## EXERCISE
In your reply, write out each entry exactly as given.

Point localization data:

○ ○ ○

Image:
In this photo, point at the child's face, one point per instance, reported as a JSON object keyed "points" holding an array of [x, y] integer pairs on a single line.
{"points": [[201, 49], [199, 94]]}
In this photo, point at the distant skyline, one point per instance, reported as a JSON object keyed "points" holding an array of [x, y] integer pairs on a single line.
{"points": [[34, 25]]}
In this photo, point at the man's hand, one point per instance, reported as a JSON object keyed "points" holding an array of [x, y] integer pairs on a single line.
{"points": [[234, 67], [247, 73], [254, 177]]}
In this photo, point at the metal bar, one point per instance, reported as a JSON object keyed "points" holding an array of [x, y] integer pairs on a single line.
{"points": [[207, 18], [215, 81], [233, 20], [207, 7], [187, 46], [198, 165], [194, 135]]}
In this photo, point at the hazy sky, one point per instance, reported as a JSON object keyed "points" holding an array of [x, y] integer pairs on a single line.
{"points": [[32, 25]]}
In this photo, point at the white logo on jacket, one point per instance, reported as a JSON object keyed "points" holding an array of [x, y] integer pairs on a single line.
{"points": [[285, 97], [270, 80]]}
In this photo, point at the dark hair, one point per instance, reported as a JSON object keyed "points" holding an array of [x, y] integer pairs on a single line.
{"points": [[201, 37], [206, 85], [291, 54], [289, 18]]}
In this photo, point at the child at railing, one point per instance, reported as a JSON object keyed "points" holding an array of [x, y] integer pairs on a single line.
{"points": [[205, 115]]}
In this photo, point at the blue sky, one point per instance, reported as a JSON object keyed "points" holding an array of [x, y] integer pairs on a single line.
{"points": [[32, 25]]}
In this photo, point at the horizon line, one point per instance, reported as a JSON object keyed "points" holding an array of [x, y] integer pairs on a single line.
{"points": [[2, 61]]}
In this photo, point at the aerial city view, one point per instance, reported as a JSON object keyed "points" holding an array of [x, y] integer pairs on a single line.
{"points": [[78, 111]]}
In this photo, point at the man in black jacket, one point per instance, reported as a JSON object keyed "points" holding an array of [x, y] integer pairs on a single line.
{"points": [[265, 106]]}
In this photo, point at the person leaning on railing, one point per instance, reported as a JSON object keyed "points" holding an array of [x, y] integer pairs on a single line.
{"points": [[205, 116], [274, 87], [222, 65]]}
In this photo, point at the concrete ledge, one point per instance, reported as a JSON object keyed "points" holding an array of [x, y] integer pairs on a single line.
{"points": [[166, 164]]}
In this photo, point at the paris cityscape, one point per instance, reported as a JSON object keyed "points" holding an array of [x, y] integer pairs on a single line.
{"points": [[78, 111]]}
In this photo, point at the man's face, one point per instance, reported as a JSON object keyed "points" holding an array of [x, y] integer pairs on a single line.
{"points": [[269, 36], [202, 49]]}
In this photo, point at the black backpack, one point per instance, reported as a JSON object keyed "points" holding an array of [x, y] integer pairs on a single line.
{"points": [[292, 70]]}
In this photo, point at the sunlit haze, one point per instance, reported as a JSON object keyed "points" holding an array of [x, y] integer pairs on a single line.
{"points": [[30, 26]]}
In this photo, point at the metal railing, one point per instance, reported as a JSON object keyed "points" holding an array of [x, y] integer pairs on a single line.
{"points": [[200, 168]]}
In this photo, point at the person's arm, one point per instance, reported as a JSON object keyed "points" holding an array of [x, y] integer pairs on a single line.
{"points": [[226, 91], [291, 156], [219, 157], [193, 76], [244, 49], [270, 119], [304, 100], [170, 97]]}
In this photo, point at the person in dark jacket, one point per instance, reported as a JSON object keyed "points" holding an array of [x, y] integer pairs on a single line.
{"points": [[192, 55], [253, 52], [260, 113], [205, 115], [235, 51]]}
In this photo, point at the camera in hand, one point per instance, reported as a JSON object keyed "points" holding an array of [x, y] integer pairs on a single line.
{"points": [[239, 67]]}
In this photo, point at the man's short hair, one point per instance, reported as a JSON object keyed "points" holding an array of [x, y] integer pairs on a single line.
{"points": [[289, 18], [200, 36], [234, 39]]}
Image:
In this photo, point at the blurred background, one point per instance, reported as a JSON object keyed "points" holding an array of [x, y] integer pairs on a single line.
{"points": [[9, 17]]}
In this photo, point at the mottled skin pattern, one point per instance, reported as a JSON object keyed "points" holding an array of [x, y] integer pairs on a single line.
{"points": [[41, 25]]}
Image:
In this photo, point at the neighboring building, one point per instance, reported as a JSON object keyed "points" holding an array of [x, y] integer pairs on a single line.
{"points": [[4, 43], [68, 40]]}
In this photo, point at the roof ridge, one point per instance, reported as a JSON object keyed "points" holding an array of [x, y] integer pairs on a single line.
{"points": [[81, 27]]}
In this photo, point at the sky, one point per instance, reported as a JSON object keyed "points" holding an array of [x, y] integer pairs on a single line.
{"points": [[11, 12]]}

○ ○ ○

## REPLY TO THE TASK
Image:
In this photo, point at the child's face, one point per instance, reported as a JSON object keyed "points" holding an array of [x, y] integer pairs on a single line.
{"points": [[201, 49], [199, 94]]}
In this photo, point at the distant skyline, one point per instance, reported as a JSON object keyed "points" holding an array of [x, y] integer pairs on a single line.
{"points": [[34, 25]]}
In this photo, point at the man's hand, one point per instance, reported as a JSON object keyed "points" holding an array of [x, y] integer pairs on a single line.
{"points": [[234, 67], [247, 73], [254, 177]]}
In this photo, point at the metal bar, one point per instance, reported as a JSON object keyed "points" holding an array of [x, y] integer pairs on a single line.
{"points": [[207, 18], [215, 81], [233, 20], [207, 7], [187, 46], [198, 165], [194, 135]]}
In this photo, point at the hazy sky, one point per instance, reported as a JSON object keyed "points" holding an array of [x, y] integer pairs on a single line.
{"points": [[32, 25]]}
In this photo, point at the white logo on jacket, one point per instance, reported as a JSON object keyed "points" holding an array of [x, y] integer pairs on a single line.
{"points": [[285, 97], [270, 80]]}
In this photo, point at the dark hair, one point per instance, reported as a JSON object keyed "points" holding an array of [x, y] integer pairs on a single line.
{"points": [[201, 37], [206, 85], [291, 54], [289, 18]]}
In this photo, point at the child at railing, one point per instance, reported as a JSON object keyed "points" holding an array of [x, y] integer pairs on a single line.
{"points": [[205, 115]]}
In this photo, point at the blue sky, one point per instance, reported as a JSON object keyed "points" holding an array of [x, y] integer pairs on a single line.
{"points": [[32, 25]]}
In this photo, point at the horizon line, one point per instance, reported as a JSON object keyed "points" holding an array of [x, y] integer pairs on a single line.
{"points": [[2, 61]]}
In this photo, point at the aerial city view, one point per instance, reported as a JSON object keyed "points" holding an array of [x, y] integer pairs on a single line.
{"points": [[78, 111]]}
In this photo, point at the man in black jacket, one point per instance, reported as a JSON object keyed "points" holding an array of [x, y] integer pairs on a single line.
{"points": [[265, 106]]}
In this photo, point at the person leaning on railing, one point per instance, reported as a JSON object keyed "points" holding an array of [x, y] integer pairs on a single line.
{"points": [[205, 116], [274, 87], [222, 65]]}
In this photo, point at the concrete ledge, one point per instance, reported as a JSON object keyed "points" holding an array of [x, y] integer pairs on a single line.
{"points": [[166, 164]]}
In this photo, point at the paris cityscape, one point per instance, reported as a JSON object keyed "points" holding an array of [x, y] integer pairs on a single line.
{"points": [[78, 111]]}
In this photo, point at the man's face, one point per instance, reported as a JSON object keyed "points" holding an array of [x, y] integer pairs on a single line.
{"points": [[269, 36], [202, 49]]}
In this photo, point at the black backpack, one point per instance, reported as a JSON object keyed "points" holding an array of [x, y] integer pairs on a single line.
{"points": [[292, 70]]}
In this photo, point at the sunlit haze, one point per instance, reported as a JSON object keyed "points" holding an array of [x, y] integer pairs on a single line.
{"points": [[30, 26]]}
In this photo, point at the metal railing, one point per instance, reported as a JSON object keyed "points" holding an array of [x, y] integer pairs on a single line.
{"points": [[200, 168]]}
In this photo, point at the person's arm, one point per instance, reported as a JSON object keyed "points" holding an array of [x, y] integer pairs on a single line.
{"points": [[226, 91], [291, 156], [219, 157], [193, 76], [244, 49], [270, 119], [304, 100], [170, 97]]}
In this photo, point at the person in dark jacket, one point per instance, reported as a JSON object keyed "points" holding an array of [x, y] integer pairs on a single line.
{"points": [[192, 55], [253, 52], [260, 113], [205, 115], [235, 51]]}
In this photo, point at the camera in hand, one point per instance, reported as a JSON object keyed "points" holding an array of [x, y] integer pairs on a single line.
{"points": [[239, 67]]}
In this photo, point at the man's short hair, one point per instance, reported as a JSON object keyed "points" holding an array of [x, y] integer pairs on a single line.
{"points": [[289, 18], [200, 36], [234, 39]]}
Image:
In this photo, point at the blurred background, one point per instance, reported as a JSON object keyed "points" holding an array of [x, y] integer pairs on a single line.
{"points": [[9, 17]]}
In this photo, point at the mottled skin pattern, one point per instance, reported as a JSON object keyed "points" holding an array of [x, y] integer pairs on a single line.
{"points": [[41, 25]]}
Image:
In this photo, point at the neighboring building, one point per instance, reported as a JSON object keyed "points" holding an array of [x, y] integer pairs on a single line.
{"points": [[4, 43], [68, 40]]}
In this photo, point at the roof ridge, one point per instance, reported as a JSON object keyed "points" holding an array of [x, y] integer pairs on a single line.
{"points": [[81, 27]]}
In this photo, point at the sky, one point per instance, reported as a JSON object keyed "points" holding an array of [x, y] integer pairs on a single line.
{"points": [[11, 12]]}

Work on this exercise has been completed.